§ **Stated task**
Extract all data as written.

--- Begin Stored rows ---

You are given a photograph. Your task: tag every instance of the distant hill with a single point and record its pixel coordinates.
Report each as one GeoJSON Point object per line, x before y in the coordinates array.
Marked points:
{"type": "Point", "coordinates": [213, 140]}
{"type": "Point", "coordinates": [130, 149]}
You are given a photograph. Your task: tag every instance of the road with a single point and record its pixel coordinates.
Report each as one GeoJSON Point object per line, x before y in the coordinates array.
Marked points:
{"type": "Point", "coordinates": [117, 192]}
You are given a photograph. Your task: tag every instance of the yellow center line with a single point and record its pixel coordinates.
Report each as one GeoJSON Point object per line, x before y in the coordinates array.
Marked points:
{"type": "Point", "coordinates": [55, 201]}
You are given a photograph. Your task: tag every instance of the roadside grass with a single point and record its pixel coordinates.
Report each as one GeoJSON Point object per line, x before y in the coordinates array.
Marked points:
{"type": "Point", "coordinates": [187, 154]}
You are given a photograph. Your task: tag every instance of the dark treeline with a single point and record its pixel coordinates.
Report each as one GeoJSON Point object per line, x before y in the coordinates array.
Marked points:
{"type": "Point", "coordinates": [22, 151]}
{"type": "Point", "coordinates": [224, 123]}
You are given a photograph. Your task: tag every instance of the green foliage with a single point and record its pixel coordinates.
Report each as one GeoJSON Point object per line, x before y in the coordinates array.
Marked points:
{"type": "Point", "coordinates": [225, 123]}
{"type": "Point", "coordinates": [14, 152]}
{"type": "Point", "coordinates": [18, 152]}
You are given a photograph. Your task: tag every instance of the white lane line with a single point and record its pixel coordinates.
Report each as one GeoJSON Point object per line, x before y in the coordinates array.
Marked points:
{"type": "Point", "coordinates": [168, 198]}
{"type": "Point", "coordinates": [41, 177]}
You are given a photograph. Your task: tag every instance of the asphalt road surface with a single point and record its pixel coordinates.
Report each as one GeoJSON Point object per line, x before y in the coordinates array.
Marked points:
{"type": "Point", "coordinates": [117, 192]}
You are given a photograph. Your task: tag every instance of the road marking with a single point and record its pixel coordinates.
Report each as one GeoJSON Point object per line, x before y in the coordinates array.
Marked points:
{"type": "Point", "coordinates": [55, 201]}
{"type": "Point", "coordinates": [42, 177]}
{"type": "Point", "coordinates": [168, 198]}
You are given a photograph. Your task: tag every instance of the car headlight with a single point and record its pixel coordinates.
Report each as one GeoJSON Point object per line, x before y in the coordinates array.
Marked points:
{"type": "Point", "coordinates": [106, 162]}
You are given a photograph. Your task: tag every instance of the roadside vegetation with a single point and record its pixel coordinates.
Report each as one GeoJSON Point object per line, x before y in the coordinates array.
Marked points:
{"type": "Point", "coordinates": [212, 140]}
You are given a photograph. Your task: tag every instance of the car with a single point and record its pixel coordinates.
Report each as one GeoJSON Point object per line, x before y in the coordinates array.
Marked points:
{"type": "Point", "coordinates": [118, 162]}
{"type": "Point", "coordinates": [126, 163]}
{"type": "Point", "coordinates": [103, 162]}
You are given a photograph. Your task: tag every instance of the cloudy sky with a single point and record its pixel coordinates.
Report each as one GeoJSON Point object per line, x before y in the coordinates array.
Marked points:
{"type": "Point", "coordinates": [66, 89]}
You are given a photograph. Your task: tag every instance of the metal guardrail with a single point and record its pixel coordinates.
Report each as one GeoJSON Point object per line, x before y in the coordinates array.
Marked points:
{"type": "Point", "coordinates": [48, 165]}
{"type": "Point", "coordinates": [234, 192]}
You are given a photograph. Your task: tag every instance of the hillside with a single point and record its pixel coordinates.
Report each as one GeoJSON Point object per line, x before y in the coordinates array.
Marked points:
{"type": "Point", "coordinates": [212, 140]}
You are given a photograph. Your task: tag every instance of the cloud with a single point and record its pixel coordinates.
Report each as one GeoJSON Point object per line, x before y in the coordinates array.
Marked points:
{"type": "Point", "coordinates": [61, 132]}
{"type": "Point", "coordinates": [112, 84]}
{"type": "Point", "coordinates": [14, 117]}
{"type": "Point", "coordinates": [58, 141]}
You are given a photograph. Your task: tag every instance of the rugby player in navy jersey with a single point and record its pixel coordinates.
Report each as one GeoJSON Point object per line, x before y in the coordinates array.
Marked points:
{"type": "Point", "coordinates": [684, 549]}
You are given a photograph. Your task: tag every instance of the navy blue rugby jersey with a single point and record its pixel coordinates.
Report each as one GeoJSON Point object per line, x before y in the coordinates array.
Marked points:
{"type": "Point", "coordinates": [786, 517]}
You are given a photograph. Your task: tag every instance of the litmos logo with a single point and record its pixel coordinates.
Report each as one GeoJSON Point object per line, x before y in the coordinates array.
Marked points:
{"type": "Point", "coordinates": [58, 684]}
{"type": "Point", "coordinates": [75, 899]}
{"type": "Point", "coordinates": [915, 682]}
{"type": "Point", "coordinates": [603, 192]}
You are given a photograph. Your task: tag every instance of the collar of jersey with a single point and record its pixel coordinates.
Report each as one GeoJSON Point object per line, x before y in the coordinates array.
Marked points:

--- End Stored rows ---

§ **Task answer**
You are given a photograph. Your task: tag every instance of the distant hill with a single point and record its pixel coordinates.
Report each as one GeoJSON Point object per line, x before y in the coordinates array.
Marked points:
{"type": "Point", "coordinates": [213, 140]}
{"type": "Point", "coordinates": [130, 149]}
You are given a photograph. Your task: tag every instance of the road with a single point and record its pixel coordinates.
Report each as one GeoJSON Point object per line, x before y in the coordinates array.
Marked points:
{"type": "Point", "coordinates": [117, 192]}
You are given a photograph. Your task: tag every instance of the yellow center line with a single point and record its pixel coordinates.
Report each as one GeoJSON Point object per line, x before y in the coordinates array.
Marked points:
{"type": "Point", "coordinates": [55, 201]}
You are given a photograph. Your task: tag every instance of the roadside grass with a single point and record its pixel coordinates.
Report each as one GeoJSON Point object per line, x before y in the coordinates array.
Marked points:
{"type": "Point", "coordinates": [187, 154]}
You are given a photograph. Your task: tag every instance of the dark treeline with a single point and record its pixel coordinates.
Report each as one GeoJSON Point object per line, x before y in the coordinates array.
Marked points:
{"type": "Point", "coordinates": [22, 151]}
{"type": "Point", "coordinates": [224, 123]}
You are given a photograph. Your task: tag every instance of the green foliage with a single point and record its pixel coordinates.
Report each as one GeoJSON Point object per line, x before y in the coordinates array.
Marked points:
{"type": "Point", "coordinates": [225, 123]}
{"type": "Point", "coordinates": [14, 152]}
{"type": "Point", "coordinates": [18, 152]}
You are given a photograph. Your task: tag every instance of the white lane line with a single point and record its pixel coordinates.
Report each as one GeoJSON Point object per line, x before y in the coordinates array.
Marked points:
{"type": "Point", "coordinates": [168, 198]}
{"type": "Point", "coordinates": [41, 177]}
You are given a photograph. Your task: tag every instance of the asphalt road surface with a single point and record its pixel coordinates.
Report each as one GeoJSON Point object per line, x before y in the coordinates array.
Marked points:
{"type": "Point", "coordinates": [117, 192]}
You are given a photograph. Your task: tag every instance of the road marking with a single point and record its pixel coordinates.
Report each as one GeoJSON Point object per line, x before y in the coordinates array.
Marked points:
{"type": "Point", "coordinates": [55, 201]}
{"type": "Point", "coordinates": [42, 177]}
{"type": "Point", "coordinates": [168, 198]}
You are given a photograph. Your task: tag every instance of the car headlight with a single point and record its pixel coordinates.
Report each as one GeoJSON Point object per line, x before y in the coordinates array.
Marked points:
{"type": "Point", "coordinates": [106, 162]}
You are given a photograph. Your task: tag every instance of the roadside vegetation with a single point and record its pixel coordinates.
Report each as one GeoJSON Point object per line, x before y in the coordinates array.
Marked points:
{"type": "Point", "coordinates": [212, 140]}
You are given a photograph. Your task: tag every instance of the car with a single point and record its pixel coordinates.
Report each as one GeoJSON Point object per line, x before y in the coordinates array.
Marked points:
{"type": "Point", "coordinates": [118, 162]}
{"type": "Point", "coordinates": [126, 163]}
{"type": "Point", "coordinates": [103, 162]}
You are given a photograph. Your task: tag every instance of the cloudy sky with a single point and record its pixel coordinates.
Report each as one GeoJSON Point object per line, x before y in the coordinates array.
Marked points:
{"type": "Point", "coordinates": [66, 89]}
You are given a photograph. Your task: tag every instance of the metal guardrail with a single point and record its pixel coordinates.
Report each as one GeoJSON Point object per line, x before y in the coordinates array.
Marked points:
{"type": "Point", "coordinates": [48, 165]}
{"type": "Point", "coordinates": [234, 192]}
You are given a photograph. Your task: tag every instance of the hillside with a single point and record its pixel coordinates.
Report each as one GeoJSON Point object per line, x before y in the coordinates array.
Marked points:
{"type": "Point", "coordinates": [212, 140]}
You are given a photograph. Your task: tag every instance of the cloud with a single point and record its pixel coordinates.
Report each as one GeoJSON Point object per line, x before y in the coordinates array.
Marked points:
{"type": "Point", "coordinates": [61, 132]}
{"type": "Point", "coordinates": [112, 84]}
{"type": "Point", "coordinates": [14, 117]}
{"type": "Point", "coordinates": [58, 141]}
You are given a photograph. Your task: tag every instance of the rugby player in navy jersey with a single point and record its pixel coordinates.
Report each as one GeoJSON Point object per line, x before y in the coordinates array.
Marked points:
{"type": "Point", "coordinates": [684, 549]}
You are given a photograph. Your task: tag every instance of the navy blue rugby jersey with a single point and record its pixel coordinates.
Report each as one GeoJSON Point object per line, x before y in the coordinates array.
Marked points:
{"type": "Point", "coordinates": [786, 517]}
You are given a photograph. Your task: tag every instance of the litmos logo with a single point and record its pixel coordinates.
Report each as one GeoJSON Point object per line, x before y in the coordinates array.
Marked points:
{"type": "Point", "coordinates": [58, 684]}
{"type": "Point", "coordinates": [75, 899]}
{"type": "Point", "coordinates": [915, 682]}
{"type": "Point", "coordinates": [603, 192]}
You are given a photograph. Your task: tag every instance of the collar of jersey with a single point and record its pixel coordinates.
Report each as one GeoJSON Point object per line, x before y in the coordinates array.
Marked points:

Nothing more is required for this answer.